Ausgabe vom 26.02.2021

Anleihe- und Dividendenrendite auf gleichem Niveau

Anleihe- und Dividendenrendite auf gleichem Niveau
von Sven Weisenhaus

Einige Anleger mögen sich gefragt haben, was den Dow Jones am Mittwoch eigentlich auf ein neues Rekordhoch getrieben hat. Laut einhelliger Marktmeinung war es der Chef der US-Notenbank, Jerome Powell. Denn er sagte in einer Anhörung vor dem Finanzdienstleistungsausschuss des US-Repräsentantenhauses, dass die Notenbank mehr als drei Jahre (!) brauchen könnte, bis sie ihr Inflationsziel erreicht.

Beruhigungspille ohne Wirkung

Damit trat er den Spekulationen entgegen, wonach der in immer mehr Bereichen erkennbare Inflationsdruck die Notenbank veranlassen könnte, die expansive Geldpolitik zurückzufahren. Und da Inflation zurzeit das Hauptangstthema unter den Anlegern ist, war das natürlich eine Art Beruhigungspille für den Aktienmarkt.

# VORLIEGENDE DATENSÄTZE:
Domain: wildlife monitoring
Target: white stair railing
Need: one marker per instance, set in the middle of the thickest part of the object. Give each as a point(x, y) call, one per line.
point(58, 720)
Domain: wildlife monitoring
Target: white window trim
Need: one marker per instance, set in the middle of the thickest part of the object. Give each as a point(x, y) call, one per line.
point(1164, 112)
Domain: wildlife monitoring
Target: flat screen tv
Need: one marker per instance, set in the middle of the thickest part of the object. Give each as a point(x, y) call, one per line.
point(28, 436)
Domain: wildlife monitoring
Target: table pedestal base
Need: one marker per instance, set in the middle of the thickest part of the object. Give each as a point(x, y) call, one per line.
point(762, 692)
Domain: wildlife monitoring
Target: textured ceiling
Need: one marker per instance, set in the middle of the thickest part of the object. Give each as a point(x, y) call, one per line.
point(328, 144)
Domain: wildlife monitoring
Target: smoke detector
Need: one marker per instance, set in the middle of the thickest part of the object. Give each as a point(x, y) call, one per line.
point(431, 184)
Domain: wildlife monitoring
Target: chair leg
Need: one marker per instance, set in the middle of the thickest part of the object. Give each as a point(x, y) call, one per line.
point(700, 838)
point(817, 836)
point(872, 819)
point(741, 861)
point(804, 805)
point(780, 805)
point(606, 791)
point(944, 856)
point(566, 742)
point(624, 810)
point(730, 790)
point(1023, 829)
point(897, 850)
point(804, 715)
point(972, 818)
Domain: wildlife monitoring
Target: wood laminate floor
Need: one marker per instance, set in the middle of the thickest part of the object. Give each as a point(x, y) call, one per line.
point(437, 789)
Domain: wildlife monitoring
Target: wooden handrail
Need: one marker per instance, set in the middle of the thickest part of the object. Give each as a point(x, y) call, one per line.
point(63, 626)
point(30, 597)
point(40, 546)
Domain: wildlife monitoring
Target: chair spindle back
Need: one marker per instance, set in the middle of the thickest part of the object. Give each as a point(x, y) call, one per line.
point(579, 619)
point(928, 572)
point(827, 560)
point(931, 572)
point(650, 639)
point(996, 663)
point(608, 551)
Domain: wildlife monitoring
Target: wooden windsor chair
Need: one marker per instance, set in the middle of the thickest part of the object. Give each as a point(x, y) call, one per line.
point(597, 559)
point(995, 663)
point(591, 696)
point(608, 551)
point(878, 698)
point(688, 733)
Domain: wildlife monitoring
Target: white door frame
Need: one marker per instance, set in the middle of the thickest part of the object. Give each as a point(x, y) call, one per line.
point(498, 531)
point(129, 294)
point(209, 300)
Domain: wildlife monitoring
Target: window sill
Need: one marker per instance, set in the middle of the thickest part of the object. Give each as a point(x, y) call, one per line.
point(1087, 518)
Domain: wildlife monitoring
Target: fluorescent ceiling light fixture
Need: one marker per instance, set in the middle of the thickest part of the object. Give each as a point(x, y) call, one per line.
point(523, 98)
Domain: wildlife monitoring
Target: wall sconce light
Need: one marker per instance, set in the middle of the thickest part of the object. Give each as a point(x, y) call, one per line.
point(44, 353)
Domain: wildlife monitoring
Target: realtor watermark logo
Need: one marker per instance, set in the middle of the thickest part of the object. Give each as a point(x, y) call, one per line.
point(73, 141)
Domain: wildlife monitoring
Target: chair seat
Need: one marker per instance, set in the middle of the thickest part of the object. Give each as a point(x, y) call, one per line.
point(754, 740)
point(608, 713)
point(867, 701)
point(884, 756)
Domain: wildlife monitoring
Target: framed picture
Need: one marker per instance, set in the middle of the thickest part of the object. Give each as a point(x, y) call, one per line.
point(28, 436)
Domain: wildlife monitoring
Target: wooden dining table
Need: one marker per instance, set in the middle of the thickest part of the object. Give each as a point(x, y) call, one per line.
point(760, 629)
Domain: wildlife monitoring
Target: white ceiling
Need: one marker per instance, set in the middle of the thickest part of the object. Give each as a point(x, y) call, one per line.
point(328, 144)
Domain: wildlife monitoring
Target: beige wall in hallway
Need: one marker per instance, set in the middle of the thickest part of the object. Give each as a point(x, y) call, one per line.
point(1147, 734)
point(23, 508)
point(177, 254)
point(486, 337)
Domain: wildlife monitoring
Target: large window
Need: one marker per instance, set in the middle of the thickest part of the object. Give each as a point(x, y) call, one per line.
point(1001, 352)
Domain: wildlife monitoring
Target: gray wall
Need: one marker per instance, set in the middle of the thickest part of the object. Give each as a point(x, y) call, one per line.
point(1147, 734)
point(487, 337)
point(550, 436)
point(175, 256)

# DEINE AUFGABE 1:
Schreib den Text über Anleihe- und Dividendenrendite vollständig und Wort für Wort ab.
# DEINE AUFGABE 2:
Stell die Datensätze als CSV mit den zwei Spalten "anfrage" und "antwort" dar. Fang beim Anfang der Datensätze an und hör nach der Zeile mit "point(972, 818)" auf. Jede Zeile enthält einen Text mit seiner Antwort, jedes Feld in Anführungszeichen und mit Leerzeichen statt Zeilenumbrüchen.

# RICHTIGE ANTWORT 1:
Ausgabe vom 26.02.2021

Anleihe- und Dividendenrendite auf gleichem Niveau

Anleihe- und Dividendenrendite auf gleichem Niveau
von Sven Weisenhaus

Einige Anleger mögen sich gefragt haben, was den Dow Jones am Mittwoch eigentlich auf ein neues Rekordhoch getrieben hat. Laut einhelliger Marktmeinung war es der Chef der US-Notenbank, Jerome Powell. Denn er sagte in einer Anhörung vor dem Finanzdienstleistungsausschuss des US-Repräsentantenhauses, dass die Notenbank mehr als drei Jahre (!) brauchen könnte, bis sie ihr Inflationsziel erreicht.

Beruhigungspille ohne Wirkung

Damit trat er den Spekulationen entgegen, wonach der in immer mehr Bereichen erkennbare Inflationsdruck die Notenbank veranlassen könnte, die expansive Geldpolitik zurückzufahren. Und da Inflation zurzeit das Hauptangstthema unter den Anlegern ist, war das natürlich eine Art Beruhigungspille für den Aktienmarkt.

# RICHTIGE ANTWORT 2:
anfrage,antwort
"Domain: wildlife monitoring Target: white stair railing Need: one marker per instance, set in the middle of the thickest part of the object. Give each as a point(x, y) call, one per line.","point(58, 720)"
"Domain: wildlife monitoring Target: white window trim Need: one marker per instance, set in the middle of the thickest part of the object. Give each as a point(x, y) call, one per line.","point(1164, 112)"
"Domain: wildlife monitoring Target: flat screen tv Need: one marker per instance, set in the middle of the thickest part of the object. Give each as a point(x, y) call, one per line.","point(28, 436)"
"Domain: wildlife monitoring Target: table pedestal base Need: one marker per instance, set in the middle of the thickest part of the object. Give each as a point(x, y) call, one per line.","point(762, 692)"
"Domain: wildlife monitoring Target: textured ceiling Need: one marker per instance, set in the middle of the thickest part of the object. Give each as a point(x, y) call, one per line.","point(328, 144)"
"Domain: wildlife monitoring Target: smoke detector Need: one marker per instance, set in the middle of the thickest part of the object. Give each as a point(x, y) call, one per line.","point(431, 184)"
"Domain: wildlife monitoring Target: chair leg Need: one marker per instance, set in the middle of the thickest part of the object. Give each as a point(x, y) call, one per line.","point(700, 838) point(817, 836) point(872, 819) point(741, 861) point(804, 805) point(780, 805) point(606, 791) point(944, 856) point(566, 742) point(624, 810) point(730, 790) point(1023, 829) point(897, 850) point(804, 715) point(972, 818)"